■ **Extracted information**
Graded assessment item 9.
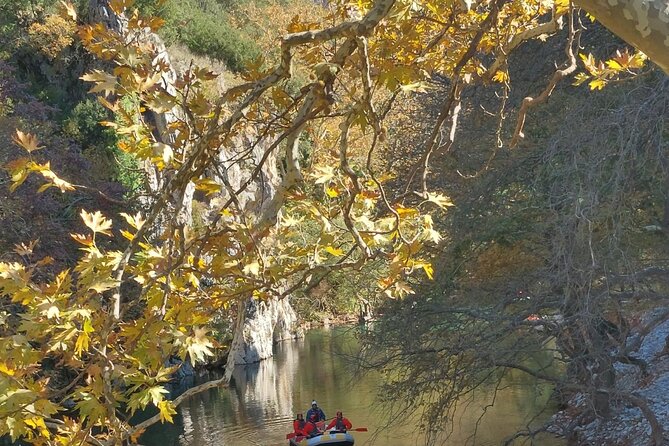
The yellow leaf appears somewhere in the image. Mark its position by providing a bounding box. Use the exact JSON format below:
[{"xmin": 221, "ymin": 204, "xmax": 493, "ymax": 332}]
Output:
[
  {"xmin": 492, "ymin": 70, "xmax": 509, "ymax": 83},
  {"xmin": 325, "ymin": 246, "xmax": 344, "ymax": 257},
  {"xmin": 588, "ymin": 79, "xmax": 606, "ymax": 90},
  {"xmin": 70, "ymin": 234, "xmax": 93, "ymax": 246},
  {"xmin": 80, "ymin": 209, "xmax": 112, "ymax": 236},
  {"xmin": 12, "ymin": 130, "xmax": 44, "ymax": 153},
  {"xmin": 325, "ymin": 187, "xmax": 339, "ymax": 198},
  {"xmin": 423, "ymin": 262, "xmax": 434, "ymax": 280},
  {"xmin": 14, "ymin": 239, "xmax": 39, "ymax": 256},
  {"xmin": 242, "ymin": 262, "xmax": 260, "ymax": 276},
  {"xmin": 395, "ymin": 205, "xmax": 419, "ymax": 217},
  {"xmin": 74, "ymin": 331, "xmax": 90, "ymax": 355},
  {"xmin": 60, "ymin": 0, "xmax": 77, "ymax": 22},
  {"xmin": 606, "ymin": 59, "xmax": 623, "ymax": 71},
  {"xmin": 158, "ymin": 400, "xmax": 177, "ymax": 423},
  {"xmin": 46, "ymin": 305, "xmax": 60, "ymax": 319},
  {"xmin": 0, "ymin": 362, "xmax": 15, "ymax": 376},
  {"xmin": 120, "ymin": 212, "xmax": 145, "ymax": 231}
]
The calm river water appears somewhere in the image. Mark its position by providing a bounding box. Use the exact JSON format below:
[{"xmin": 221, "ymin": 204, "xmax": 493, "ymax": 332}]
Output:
[{"xmin": 140, "ymin": 327, "xmax": 563, "ymax": 446}]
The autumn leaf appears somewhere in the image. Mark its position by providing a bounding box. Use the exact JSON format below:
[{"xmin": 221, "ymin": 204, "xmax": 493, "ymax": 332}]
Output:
[
  {"xmin": 158, "ymin": 400, "xmax": 177, "ymax": 423},
  {"xmin": 60, "ymin": 0, "xmax": 77, "ymax": 22},
  {"xmin": 12, "ymin": 129, "xmax": 44, "ymax": 153},
  {"xmin": 242, "ymin": 262, "xmax": 260, "ymax": 276},
  {"xmin": 325, "ymin": 246, "xmax": 344, "ymax": 257}
]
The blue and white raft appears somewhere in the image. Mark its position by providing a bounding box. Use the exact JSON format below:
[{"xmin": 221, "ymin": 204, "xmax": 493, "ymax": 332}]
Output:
[{"xmin": 289, "ymin": 431, "xmax": 355, "ymax": 446}]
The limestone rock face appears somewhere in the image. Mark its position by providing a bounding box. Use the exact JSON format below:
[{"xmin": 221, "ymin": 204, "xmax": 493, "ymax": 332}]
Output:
[
  {"xmin": 226, "ymin": 298, "xmax": 301, "ymax": 371},
  {"xmin": 89, "ymin": 0, "xmax": 301, "ymax": 373}
]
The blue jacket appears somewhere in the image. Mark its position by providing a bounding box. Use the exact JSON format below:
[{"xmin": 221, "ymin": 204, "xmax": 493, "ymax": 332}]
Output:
[{"xmin": 304, "ymin": 407, "xmax": 325, "ymax": 421}]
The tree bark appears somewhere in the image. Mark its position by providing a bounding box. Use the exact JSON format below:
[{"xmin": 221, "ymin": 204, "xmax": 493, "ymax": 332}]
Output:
[{"xmin": 575, "ymin": 0, "xmax": 669, "ymax": 74}]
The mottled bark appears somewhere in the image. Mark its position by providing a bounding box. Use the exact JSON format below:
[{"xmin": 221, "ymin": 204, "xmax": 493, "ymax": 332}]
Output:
[{"xmin": 576, "ymin": 0, "xmax": 669, "ymax": 74}]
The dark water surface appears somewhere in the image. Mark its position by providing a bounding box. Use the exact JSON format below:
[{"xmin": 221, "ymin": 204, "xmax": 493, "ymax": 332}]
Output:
[{"xmin": 140, "ymin": 327, "xmax": 563, "ymax": 446}]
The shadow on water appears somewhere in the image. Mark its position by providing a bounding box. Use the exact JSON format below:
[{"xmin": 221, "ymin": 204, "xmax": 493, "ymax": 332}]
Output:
[{"xmin": 140, "ymin": 327, "xmax": 563, "ymax": 446}]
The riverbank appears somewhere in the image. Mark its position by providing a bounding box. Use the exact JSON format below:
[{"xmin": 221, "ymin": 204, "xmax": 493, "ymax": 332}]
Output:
[{"xmin": 551, "ymin": 309, "xmax": 669, "ymax": 446}]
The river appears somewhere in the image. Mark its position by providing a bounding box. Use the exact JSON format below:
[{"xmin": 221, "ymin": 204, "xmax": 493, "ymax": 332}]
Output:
[{"xmin": 140, "ymin": 327, "xmax": 564, "ymax": 446}]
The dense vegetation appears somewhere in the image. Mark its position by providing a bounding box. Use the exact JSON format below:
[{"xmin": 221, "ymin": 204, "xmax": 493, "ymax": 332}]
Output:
[{"xmin": 0, "ymin": 0, "xmax": 669, "ymax": 445}]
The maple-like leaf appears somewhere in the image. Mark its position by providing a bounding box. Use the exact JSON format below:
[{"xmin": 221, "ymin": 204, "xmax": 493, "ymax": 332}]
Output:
[{"xmin": 12, "ymin": 129, "xmax": 44, "ymax": 153}]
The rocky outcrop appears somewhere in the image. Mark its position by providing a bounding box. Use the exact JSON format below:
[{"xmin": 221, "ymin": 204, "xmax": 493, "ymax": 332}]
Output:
[
  {"xmin": 551, "ymin": 309, "xmax": 669, "ymax": 446},
  {"xmin": 89, "ymin": 0, "xmax": 299, "ymax": 368},
  {"xmin": 226, "ymin": 298, "xmax": 301, "ymax": 373}
]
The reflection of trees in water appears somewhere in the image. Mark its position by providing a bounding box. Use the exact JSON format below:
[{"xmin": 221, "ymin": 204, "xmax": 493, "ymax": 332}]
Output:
[{"xmin": 231, "ymin": 342, "xmax": 300, "ymax": 423}]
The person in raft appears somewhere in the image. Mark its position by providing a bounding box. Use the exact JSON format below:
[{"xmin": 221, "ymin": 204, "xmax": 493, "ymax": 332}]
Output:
[
  {"xmin": 302, "ymin": 413, "xmax": 321, "ymax": 438},
  {"xmin": 307, "ymin": 400, "xmax": 325, "ymax": 422},
  {"xmin": 325, "ymin": 411, "xmax": 353, "ymax": 432},
  {"xmin": 293, "ymin": 413, "xmax": 307, "ymax": 437}
]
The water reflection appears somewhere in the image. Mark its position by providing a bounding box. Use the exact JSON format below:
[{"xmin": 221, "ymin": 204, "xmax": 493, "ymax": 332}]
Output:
[{"xmin": 141, "ymin": 328, "xmax": 560, "ymax": 446}]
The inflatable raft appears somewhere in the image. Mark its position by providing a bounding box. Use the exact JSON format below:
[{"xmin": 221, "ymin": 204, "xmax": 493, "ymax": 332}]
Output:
[{"xmin": 289, "ymin": 431, "xmax": 355, "ymax": 446}]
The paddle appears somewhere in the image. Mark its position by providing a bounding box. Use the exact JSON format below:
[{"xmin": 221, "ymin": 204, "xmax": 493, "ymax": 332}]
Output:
[{"xmin": 330, "ymin": 427, "xmax": 367, "ymax": 432}]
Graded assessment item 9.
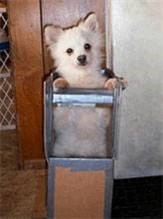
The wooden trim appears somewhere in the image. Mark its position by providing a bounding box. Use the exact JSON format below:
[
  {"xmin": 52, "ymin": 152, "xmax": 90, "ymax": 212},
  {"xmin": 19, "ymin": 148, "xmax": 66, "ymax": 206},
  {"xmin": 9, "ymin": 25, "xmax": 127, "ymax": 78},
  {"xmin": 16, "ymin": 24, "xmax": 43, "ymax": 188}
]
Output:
[
  {"xmin": 8, "ymin": 0, "xmax": 43, "ymax": 161},
  {"xmin": 21, "ymin": 159, "xmax": 47, "ymax": 170}
]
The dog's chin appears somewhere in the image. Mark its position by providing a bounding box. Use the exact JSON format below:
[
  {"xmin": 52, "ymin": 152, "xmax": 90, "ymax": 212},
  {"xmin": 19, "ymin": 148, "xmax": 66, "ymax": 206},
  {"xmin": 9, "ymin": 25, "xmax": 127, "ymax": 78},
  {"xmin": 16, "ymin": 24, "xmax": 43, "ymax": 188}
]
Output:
[{"xmin": 77, "ymin": 62, "xmax": 88, "ymax": 68}]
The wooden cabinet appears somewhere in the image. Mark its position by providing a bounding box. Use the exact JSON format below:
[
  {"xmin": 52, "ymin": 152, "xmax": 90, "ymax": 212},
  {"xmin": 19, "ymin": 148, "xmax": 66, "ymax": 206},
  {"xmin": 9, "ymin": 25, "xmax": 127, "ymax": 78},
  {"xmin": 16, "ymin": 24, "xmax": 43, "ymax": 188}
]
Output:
[{"xmin": 8, "ymin": 0, "xmax": 111, "ymax": 167}]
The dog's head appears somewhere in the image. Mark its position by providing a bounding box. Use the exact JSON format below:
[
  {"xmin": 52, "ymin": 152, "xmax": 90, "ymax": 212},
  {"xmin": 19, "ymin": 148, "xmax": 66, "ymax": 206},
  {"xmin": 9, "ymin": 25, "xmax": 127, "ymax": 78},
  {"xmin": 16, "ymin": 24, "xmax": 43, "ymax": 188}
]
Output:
[{"xmin": 45, "ymin": 13, "xmax": 103, "ymax": 71}]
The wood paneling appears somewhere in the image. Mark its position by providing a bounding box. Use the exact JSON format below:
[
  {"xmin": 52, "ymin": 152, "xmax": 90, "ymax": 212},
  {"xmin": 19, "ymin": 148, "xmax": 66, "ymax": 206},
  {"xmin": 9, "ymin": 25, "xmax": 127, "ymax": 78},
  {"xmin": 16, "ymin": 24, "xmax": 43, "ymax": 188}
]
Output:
[
  {"xmin": 42, "ymin": 0, "xmax": 105, "ymax": 72},
  {"xmin": 54, "ymin": 167, "xmax": 105, "ymax": 219},
  {"xmin": 8, "ymin": 0, "xmax": 43, "ymax": 160}
]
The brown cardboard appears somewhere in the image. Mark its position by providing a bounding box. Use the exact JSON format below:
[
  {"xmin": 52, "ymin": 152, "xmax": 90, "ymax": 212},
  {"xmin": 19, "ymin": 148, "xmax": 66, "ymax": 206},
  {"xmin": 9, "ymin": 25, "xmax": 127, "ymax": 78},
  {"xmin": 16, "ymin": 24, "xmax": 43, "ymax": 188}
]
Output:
[{"xmin": 54, "ymin": 167, "xmax": 105, "ymax": 219}]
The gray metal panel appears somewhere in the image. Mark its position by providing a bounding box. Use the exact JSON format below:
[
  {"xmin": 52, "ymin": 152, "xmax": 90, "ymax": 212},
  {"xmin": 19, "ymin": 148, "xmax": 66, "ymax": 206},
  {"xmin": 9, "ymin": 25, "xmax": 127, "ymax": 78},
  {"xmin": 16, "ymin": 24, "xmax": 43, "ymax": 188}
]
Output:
[
  {"xmin": 53, "ymin": 88, "xmax": 113, "ymax": 105},
  {"xmin": 111, "ymin": 86, "xmax": 122, "ymax": 159},
  {"xmin": 49, "ymin": 158, "xmax": 112, "ymax": 171},
  {"xmin": 44, "ymin": 74, "xmax": 53, "ymax": 162}
]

■ **Task to carry out**
Only those lines running from the one containing "The gray metal" through the last line of the data above are to be copied, exactly, with both ends included.

■ **Solution**
The gray metal panel appears somewhere in the image. Mark its position by providing a bounding box. Use the exact JSON format below:
[
  {"xmin": 52, "ymin": 152, "xmax": 90, "ymax": 212},
  {"xmin": 19, "ymin": 148, "xmax": 66, "ymax": 206},
  {"xmin": 9, "ymin": 25, "xmax": 127, "ymax": 78},
  {"xmin": 16, "ymin": 24, "xmax": 43, "ymax": 188}
]
Output:
[
  {"xmin": 53, "ymin": 88, "xmax": 113, "ymax": 105},
  {"xmin": 111, "ymin": 86, "xmax": 122, "ymax": 159},
  {"xmin": 49, "ymin": 158, "xmax": 112, "ymax": 171},
  {"xmin": 44, "ymin": 74, "xmax": 53, "ymax": 162}
]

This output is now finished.